**Task instructions:** Extract each line from the entries below that has the string "mountain" in it.

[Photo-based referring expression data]

-*-

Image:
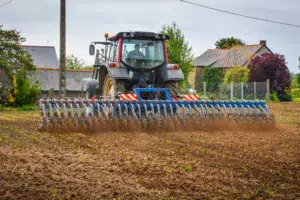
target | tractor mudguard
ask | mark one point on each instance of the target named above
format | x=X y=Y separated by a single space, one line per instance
x=89 y=84
x=169 y=74
x=117 y=72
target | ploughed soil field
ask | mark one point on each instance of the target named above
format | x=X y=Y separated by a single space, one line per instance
x=227 y=163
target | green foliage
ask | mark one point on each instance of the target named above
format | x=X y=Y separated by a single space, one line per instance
x=24 y=93
x=273 y=97
x=296 y=81
x=237 y=74
x=295 y=92
x=227 y=43
x=75 y=63
x=179 y=50
x=296 y=100
x=12 y=57
x=213 y=77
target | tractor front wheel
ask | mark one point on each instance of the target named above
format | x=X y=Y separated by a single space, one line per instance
x=173 y=87
x=112 y=87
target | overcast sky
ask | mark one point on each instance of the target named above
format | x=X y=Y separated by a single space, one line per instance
x=88 y=20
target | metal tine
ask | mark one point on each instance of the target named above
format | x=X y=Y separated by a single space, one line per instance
x=202 y=109
x=146 y=110
x=112 y=109
x=165 y=110
x=196 y=109
x=139 y=110
x=50 y=110
x=171 y=109
x=188 y=104
x=126 y=109
x=98 y=109
x=120 y=110
x=152 y=109
x=183 y=109
x=71 y=107
x=65 y=109
x=177 y=110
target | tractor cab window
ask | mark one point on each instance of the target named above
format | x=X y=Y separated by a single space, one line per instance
x=113 y=52
x=145 y=54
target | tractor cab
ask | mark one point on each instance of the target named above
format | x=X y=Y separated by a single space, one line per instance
x=134 y=60
x=141 y=51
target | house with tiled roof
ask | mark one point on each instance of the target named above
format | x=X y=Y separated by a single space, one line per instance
x=43 y=56
x=47 y=73
x=228 y=58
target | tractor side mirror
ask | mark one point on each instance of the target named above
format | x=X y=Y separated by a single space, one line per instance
x=92 y=50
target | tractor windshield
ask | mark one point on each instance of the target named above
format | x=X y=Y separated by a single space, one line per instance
x=144 y=54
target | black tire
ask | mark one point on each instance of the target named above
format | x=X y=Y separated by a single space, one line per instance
x=172 y=86
x=118 y=85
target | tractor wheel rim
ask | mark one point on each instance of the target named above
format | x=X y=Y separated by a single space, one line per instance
x=109 y=89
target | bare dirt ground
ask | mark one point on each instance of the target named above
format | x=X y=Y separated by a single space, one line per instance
x=220 y=164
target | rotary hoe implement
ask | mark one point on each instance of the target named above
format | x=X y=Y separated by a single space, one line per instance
x=135 y=87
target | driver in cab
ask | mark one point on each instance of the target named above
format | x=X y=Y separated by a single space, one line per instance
x=136 y=53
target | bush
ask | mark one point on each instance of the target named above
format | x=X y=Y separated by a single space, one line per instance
x=237 y=74
x=295 y=93
x=274 y=97
x=23 y=92
x=296 y=81
x=273 y=67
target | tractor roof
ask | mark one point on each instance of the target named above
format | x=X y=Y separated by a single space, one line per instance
x=139 y=35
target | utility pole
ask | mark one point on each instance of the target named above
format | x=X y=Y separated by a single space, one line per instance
x=62 y=66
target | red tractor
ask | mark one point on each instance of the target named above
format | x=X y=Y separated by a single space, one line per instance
x=132 y=60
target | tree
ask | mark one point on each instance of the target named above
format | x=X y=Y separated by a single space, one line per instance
x=237 y=74
x=12 y=58
x=227 y=43
x=213 y=77
x=273 y=67
x=179 y=50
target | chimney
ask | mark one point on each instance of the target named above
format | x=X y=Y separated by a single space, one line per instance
x=263 y=42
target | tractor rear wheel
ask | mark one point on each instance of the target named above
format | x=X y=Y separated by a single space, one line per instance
x=172 y=86
x=112 y=87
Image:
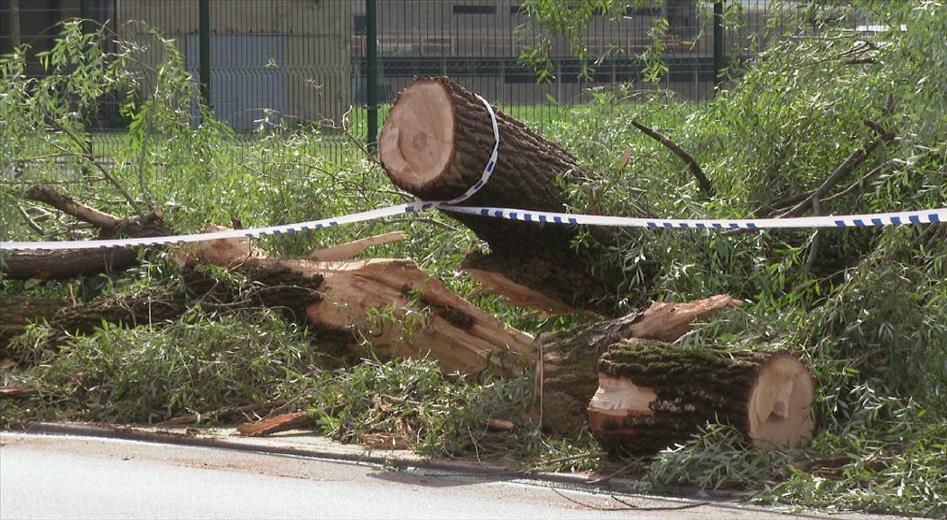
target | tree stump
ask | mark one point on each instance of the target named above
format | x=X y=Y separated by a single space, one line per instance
x=652 y=395
x=435 y=143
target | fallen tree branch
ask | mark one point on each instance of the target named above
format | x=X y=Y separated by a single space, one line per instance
x=66 y=264
x=280 y=423
x=193 y=418
x=354 y=248
x=702 y=181
x=100 y=219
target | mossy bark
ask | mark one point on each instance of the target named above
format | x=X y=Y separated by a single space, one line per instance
x=279 y=288
x=532 y=173
x=692 y=385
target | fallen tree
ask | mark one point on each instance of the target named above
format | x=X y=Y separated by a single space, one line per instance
x=435 y=143
x=67 y=264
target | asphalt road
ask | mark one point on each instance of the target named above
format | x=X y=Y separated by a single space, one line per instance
x=76 y=477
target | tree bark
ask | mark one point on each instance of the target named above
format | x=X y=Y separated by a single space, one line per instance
x=653 y=394
x=435 y=144
x=20 y=265
x=388 y=304
x=569 y=365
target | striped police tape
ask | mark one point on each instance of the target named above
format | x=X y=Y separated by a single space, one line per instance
x=899 y=218
x=522 y=215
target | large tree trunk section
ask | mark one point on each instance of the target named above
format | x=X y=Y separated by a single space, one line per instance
x=396 y=308
x=568 y=368
x=435 y=143
x=652 y=395
x=22 y=265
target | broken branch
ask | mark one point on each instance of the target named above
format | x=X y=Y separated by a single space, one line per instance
x=702 y=181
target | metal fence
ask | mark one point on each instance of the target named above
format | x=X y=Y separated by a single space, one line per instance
x=319 y=61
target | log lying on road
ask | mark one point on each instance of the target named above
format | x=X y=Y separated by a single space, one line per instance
x=67 y=264
x=280 y=423
x=653 y=394
x=396 y=308
x=435 y=143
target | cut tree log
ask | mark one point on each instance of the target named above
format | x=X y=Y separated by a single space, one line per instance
x=435 y=143
x=653 y=394
x=354 y=248
x=569 y=365
x=389 y=304
x=67 y=264
x=395 y=307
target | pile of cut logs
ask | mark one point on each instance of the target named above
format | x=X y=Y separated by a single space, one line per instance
x=624 y=378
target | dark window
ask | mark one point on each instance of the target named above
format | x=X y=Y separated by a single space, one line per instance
x=358 y=24
x=631 y=10
x=475 y=9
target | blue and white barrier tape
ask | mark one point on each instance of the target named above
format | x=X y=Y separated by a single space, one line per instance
x=842 y=221
x=899 y=218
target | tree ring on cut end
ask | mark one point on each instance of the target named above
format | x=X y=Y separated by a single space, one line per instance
x=417 y=139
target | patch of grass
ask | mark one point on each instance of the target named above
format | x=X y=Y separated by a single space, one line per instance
x=412 y=403
x=152 y=373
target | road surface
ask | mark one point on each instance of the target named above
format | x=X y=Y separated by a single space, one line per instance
x=76 y=477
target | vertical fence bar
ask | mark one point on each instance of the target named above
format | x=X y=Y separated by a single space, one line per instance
x=371 y=73
x=85 y=12
x=204 y=51
x=14 y=24
x=719 y=61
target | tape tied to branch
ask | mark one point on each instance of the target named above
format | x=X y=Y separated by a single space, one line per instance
x=900 y=218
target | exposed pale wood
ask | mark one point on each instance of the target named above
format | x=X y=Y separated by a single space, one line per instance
x=356 y=247
x=435 y=144
x=780 y=404
x=669 y=321
x=280 y=423
x=417 y=138
x=569 y=365
x=517 y=294
x=397 y=309
x=652 y=395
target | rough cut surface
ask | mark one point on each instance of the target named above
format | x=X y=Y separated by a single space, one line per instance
x=529 y=174
x=654 y=394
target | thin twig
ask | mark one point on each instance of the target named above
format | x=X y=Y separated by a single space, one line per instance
x=843 y=170
x=612 y=475
x=703 y=182
x=30 y=222
x=814 y=243
x=192 y=418
x=628 y=506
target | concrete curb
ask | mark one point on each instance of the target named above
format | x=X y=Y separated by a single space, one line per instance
x=274 y=447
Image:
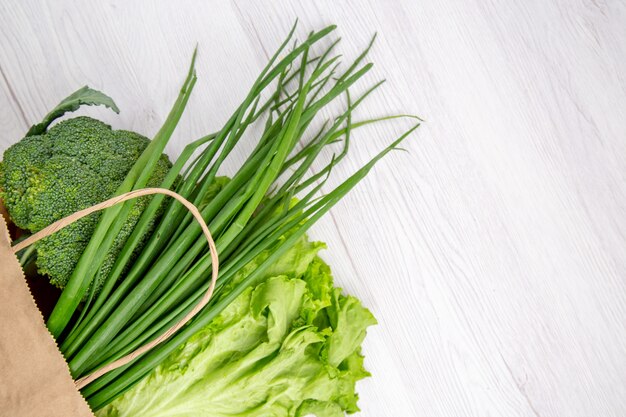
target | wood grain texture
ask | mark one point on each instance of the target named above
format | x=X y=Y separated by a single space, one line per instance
x=493 y=253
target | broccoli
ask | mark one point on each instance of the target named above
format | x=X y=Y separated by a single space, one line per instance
x=75 y=164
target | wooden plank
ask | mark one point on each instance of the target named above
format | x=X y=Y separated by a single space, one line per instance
x=492 y=253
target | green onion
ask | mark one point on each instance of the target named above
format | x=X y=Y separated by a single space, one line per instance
x=253 y=213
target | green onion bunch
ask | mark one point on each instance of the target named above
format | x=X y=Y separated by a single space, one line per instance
x=266 y=206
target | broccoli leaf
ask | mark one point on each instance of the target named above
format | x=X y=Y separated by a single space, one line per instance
x=83 y=96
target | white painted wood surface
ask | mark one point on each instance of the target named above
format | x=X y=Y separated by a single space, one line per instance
x=493 y=254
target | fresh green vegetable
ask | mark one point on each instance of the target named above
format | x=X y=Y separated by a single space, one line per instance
x=286 y=346
x=256 y=223
x=78 y=163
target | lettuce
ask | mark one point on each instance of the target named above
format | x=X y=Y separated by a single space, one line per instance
x=290 y=346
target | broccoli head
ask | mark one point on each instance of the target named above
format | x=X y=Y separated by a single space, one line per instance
x=75 y=164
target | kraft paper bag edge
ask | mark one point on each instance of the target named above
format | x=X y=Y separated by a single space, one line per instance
x=34 y=378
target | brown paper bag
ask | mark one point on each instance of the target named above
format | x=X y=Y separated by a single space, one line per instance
x=34 y=378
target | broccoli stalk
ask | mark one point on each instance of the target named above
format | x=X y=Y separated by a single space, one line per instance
x=75 y=164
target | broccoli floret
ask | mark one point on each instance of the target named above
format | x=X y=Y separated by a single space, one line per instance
x=76 y=164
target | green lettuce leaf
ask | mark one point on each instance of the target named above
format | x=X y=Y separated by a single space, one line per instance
x=288 y=347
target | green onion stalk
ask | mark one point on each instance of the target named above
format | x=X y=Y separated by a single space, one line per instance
x=264 y=208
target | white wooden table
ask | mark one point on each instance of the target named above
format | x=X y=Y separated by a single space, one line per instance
x=493 y=254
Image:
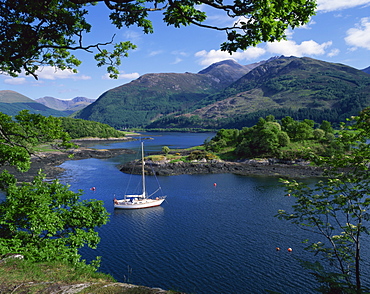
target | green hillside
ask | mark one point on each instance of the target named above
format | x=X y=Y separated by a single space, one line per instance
x=149 y=97
x=12 y=102
x=298 y=87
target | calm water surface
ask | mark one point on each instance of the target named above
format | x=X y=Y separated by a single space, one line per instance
x=204 y=238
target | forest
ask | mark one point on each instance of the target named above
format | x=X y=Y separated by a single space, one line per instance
x=285 y=139
x=79 y=128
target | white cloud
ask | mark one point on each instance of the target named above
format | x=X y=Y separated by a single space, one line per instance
x=15 y=81
x=291 y=48
x=177 y=60
x=123 y=76
x=133 y=36
x=207 y=58
x=360 y=35
x=154 y=53
x=50 y=73
x=334 y=52
x=332 y=5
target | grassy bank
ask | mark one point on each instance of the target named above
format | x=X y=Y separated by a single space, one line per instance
x=21 y=276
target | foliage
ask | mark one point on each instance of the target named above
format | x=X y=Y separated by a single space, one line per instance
x=45 y=221
x=79 y=128
x=288 y=140
x=19 y=135
x=42 y=220
x=337 y=209
x=165 y=149
x=38 y=33
x=200 y=154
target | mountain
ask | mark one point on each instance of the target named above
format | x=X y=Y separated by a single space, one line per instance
x=227 y=94
x=12 y=102
x=298 y=87
x=68 y=106
x=152 y=96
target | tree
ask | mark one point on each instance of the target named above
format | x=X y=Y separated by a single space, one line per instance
x=42 y=220
x=39 y=33
x=337 y=208
x=19 y=136
x=165 y=149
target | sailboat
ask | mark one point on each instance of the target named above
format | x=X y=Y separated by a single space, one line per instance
x=136 y=201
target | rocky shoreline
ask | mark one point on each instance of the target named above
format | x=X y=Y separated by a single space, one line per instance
x=49 y=161
x=246 y=168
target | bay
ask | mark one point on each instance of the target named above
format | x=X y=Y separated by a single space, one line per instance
x=215 y=233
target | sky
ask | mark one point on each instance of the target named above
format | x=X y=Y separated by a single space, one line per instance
x=339 y=33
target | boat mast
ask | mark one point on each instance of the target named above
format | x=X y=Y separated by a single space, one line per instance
x=142 y=169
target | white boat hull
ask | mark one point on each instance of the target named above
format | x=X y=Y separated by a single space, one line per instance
x=138 y=203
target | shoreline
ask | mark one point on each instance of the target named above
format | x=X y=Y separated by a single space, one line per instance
x=49 y=162
x=248 y=168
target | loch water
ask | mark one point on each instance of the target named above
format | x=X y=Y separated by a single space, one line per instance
x=215 y=233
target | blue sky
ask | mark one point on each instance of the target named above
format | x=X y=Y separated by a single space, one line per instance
x=339 y=32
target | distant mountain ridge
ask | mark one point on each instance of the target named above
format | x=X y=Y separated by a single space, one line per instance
x=69 y=106
x=229 y=94
x=12 y=102
x=153 y=96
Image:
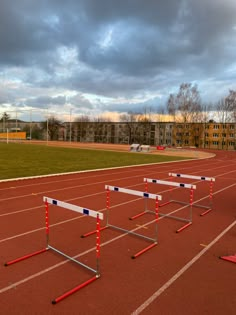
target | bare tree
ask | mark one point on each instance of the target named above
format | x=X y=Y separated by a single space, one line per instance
x=52 y=126
x=82 y=123
x=231 y=101
x=188 y=103
x=171 y=106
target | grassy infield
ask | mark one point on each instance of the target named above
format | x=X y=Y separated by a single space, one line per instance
x=21 y=160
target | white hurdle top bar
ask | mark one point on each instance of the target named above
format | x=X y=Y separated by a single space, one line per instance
x=75 y=208
x=133 y=192
x=193 y=177
x=165 y=182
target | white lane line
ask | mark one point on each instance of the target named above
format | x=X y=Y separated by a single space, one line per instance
x=155 y=295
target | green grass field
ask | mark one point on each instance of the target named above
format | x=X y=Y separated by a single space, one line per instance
x=22 y=160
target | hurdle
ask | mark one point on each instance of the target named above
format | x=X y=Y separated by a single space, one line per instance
x=135 y=147
x=200 y=178
x=145 y=195
x=231 y=258
x=171 y=184
x=84 y=211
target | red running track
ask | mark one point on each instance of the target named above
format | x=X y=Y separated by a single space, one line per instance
x=181 y=275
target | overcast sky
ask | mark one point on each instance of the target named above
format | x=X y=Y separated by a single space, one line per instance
x=93 y=56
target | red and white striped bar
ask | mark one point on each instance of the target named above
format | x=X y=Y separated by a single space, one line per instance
x=193 y=177
x=165 y=182
x=174 y=184
x=199 y=178
x=133 y=192
x=75 y=208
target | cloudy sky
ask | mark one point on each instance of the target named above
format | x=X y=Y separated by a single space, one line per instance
x=94 y=56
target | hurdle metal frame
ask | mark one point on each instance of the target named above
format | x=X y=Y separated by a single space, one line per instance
x=145 y=195
x=85 y=211
x=171 y=184
x=200 y=178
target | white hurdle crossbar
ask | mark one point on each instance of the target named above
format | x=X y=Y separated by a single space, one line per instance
x=84 y=211
x=172 y=184
x=200 y=178
x=144 y=195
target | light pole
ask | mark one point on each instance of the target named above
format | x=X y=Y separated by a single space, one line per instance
x=70 y=123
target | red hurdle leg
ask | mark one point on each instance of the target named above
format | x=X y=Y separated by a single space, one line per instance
x=144 y=250
x=137 y=215
x=82 y=285
x=25 y=257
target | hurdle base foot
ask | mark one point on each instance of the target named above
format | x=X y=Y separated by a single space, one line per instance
x=184 y=227
x=205 y=212
x=231 y=258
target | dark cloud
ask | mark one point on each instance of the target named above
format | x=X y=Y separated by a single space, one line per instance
x=122 y=49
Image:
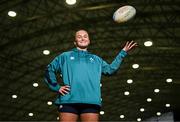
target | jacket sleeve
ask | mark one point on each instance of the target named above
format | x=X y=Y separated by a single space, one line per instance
x=50 y=74
x=111 y=68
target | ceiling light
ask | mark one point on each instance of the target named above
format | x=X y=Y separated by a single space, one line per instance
x=142 y=109
x=149 y=99
x=156 y=90
x=35 y=84
x=148 y=43
x=129 y=81
x=46 y=52
x=126 y=93
x=138 y=119
x=121 y=116
x=168 y=105
x=101 y=112
x=49 y=103
x=30 y=114
x=14 y=96
x=158 y=113
x=70 y=2
x=12 y=13
x=168 y=80
x=135 y=66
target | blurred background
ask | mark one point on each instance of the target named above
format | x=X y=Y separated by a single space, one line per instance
x=33 y=32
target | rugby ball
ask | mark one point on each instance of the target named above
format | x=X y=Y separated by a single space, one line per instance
x=124 y=14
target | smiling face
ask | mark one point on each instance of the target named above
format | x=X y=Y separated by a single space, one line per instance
x=82 y=39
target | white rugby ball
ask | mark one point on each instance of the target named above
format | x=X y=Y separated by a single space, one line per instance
x=124 y=14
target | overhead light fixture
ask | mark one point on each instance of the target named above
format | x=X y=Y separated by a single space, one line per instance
x=121 y=116
x=70 y=2
x=168 y=80
x=138 y=119
x=156 y=90
x=35 y=84
x=142 y=109
x=49 y=103
x=12 y=13
x=14 y=96
x=102 y=112
x=126 y=93
x=148 y=43
x=30 y=114
x=129 y=81
x=46 y=52
x=149 y=99
x=135 y=66
x=158 y=113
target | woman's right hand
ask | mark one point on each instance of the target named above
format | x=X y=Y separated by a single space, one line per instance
x=64 y=90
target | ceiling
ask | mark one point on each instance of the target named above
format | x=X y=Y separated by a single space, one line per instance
x=51 y=24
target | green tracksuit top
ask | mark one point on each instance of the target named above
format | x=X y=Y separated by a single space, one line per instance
x=82 y=71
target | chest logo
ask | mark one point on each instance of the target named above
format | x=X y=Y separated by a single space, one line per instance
x=91 y=59
x=72 y=58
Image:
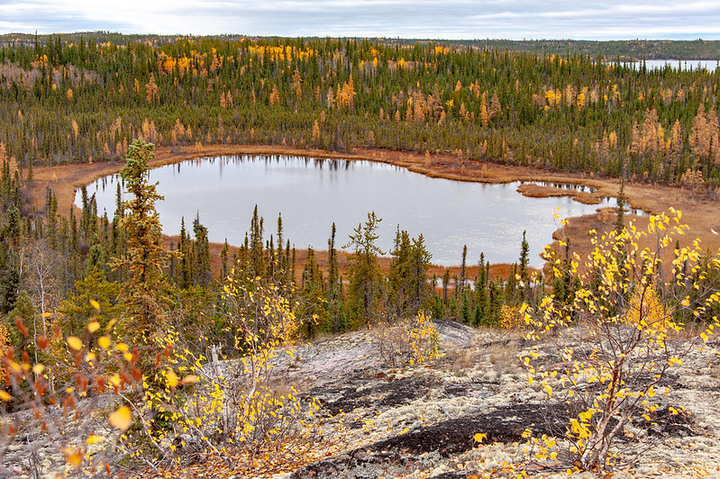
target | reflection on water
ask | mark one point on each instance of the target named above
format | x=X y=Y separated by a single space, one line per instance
x=311 y=194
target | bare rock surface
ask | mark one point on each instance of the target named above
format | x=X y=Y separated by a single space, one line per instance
x=421 y=421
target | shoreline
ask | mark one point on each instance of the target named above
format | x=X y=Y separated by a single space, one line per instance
x=701 y=216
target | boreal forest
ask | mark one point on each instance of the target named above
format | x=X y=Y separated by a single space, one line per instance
x=145 y=352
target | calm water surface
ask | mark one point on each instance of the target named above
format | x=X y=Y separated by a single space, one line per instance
x=312 y=194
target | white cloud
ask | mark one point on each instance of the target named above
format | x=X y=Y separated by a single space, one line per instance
x=453 y=19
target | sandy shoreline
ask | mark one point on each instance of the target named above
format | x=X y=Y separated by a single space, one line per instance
x=701 y=216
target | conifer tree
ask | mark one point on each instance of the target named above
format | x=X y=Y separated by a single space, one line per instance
x=145 y=257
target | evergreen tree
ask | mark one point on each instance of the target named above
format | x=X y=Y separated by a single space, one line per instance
x=145 y=259
x=365 y=291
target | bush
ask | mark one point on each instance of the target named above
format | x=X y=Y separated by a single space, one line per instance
x=615 y=340
x=410 y=341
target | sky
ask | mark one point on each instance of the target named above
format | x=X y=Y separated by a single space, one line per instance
x=439 y=19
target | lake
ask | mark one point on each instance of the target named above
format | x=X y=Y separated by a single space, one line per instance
x=311 y=194
x=682 y=65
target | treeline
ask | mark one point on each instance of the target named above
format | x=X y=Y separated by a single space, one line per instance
x=84 y=98
x=59 y=273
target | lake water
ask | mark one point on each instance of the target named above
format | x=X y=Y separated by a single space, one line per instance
x=312 y=194
x=683 y=65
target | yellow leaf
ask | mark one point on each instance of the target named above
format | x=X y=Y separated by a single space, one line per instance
x=73 y=457
x=172 y=378
x=74 y=343
x=121 y=418
x=480 y=437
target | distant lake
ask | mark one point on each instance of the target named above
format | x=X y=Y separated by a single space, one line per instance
x=311 y=194
x=683 y=65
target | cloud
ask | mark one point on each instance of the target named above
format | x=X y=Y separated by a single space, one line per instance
x=452 y=19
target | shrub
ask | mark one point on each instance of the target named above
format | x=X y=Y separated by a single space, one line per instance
x=410 y=341
x=617 y=338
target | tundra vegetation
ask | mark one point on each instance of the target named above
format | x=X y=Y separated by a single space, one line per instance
x=144 y=356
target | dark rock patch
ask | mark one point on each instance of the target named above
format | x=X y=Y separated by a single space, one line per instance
x=370 y=393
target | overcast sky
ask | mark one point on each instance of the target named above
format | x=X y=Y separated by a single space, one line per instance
x=451 y=19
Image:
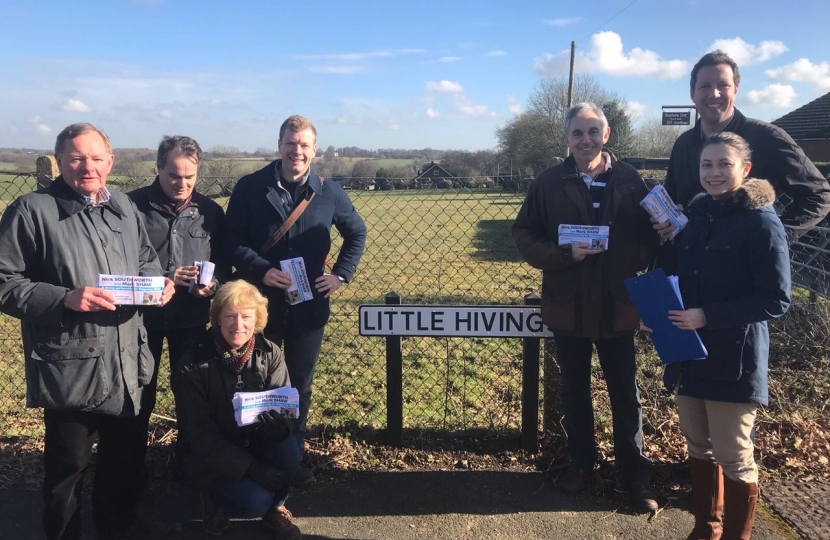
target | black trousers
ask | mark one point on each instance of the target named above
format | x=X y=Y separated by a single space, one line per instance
x=67 y=453
x=619 y=368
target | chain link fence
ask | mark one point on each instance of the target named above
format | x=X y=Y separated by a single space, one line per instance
x=448 y=245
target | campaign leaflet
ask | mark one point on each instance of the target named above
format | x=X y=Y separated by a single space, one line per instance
x=596 y=236
x=248 y=405
x=132 y=290
x=660 y=206
x=300 y=288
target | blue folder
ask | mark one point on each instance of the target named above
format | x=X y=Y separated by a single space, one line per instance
x=654 y=296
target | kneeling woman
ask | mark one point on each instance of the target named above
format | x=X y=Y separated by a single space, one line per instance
x=734 y=271
x=243 y=471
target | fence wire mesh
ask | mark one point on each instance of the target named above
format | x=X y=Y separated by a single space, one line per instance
x=447 y=245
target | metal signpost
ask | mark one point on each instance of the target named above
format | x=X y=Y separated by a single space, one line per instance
x=393 y=320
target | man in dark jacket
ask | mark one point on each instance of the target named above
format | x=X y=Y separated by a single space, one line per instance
x=260 y=203
x=87 y=360
x=775 y=156
x=184 y=227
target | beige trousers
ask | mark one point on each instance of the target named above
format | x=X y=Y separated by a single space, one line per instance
x=722 y=432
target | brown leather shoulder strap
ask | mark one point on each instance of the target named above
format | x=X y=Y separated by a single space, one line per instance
x=288 y=223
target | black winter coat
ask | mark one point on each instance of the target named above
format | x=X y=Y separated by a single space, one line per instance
x=204 y=393
x=775 y=156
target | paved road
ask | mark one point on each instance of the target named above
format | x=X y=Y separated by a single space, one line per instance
x=449 y=505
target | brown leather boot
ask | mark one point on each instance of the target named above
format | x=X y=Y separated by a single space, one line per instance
x=707 y=499
x=739 y=500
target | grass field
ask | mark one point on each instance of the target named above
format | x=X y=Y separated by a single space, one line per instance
x=446 y=247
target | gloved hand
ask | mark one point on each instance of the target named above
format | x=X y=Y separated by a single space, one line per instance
x=268 y=477
x=274 y=426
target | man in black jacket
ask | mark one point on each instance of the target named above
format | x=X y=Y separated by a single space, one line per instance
x=184 y=227
x=775 y=156
x=261 y=202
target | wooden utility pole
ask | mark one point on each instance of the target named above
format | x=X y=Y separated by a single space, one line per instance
x=571 y=85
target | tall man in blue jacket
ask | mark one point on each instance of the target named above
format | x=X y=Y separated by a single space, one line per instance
x=775 y=156
x=87 y=360
x=259 y=204
x=184 y=226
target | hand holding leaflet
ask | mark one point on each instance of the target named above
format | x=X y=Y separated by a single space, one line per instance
x=655 y=294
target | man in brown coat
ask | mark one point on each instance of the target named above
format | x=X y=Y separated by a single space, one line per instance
x=584 y=300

-*-

**Exercise solution:**
target | mountain
target | distant mountain ridge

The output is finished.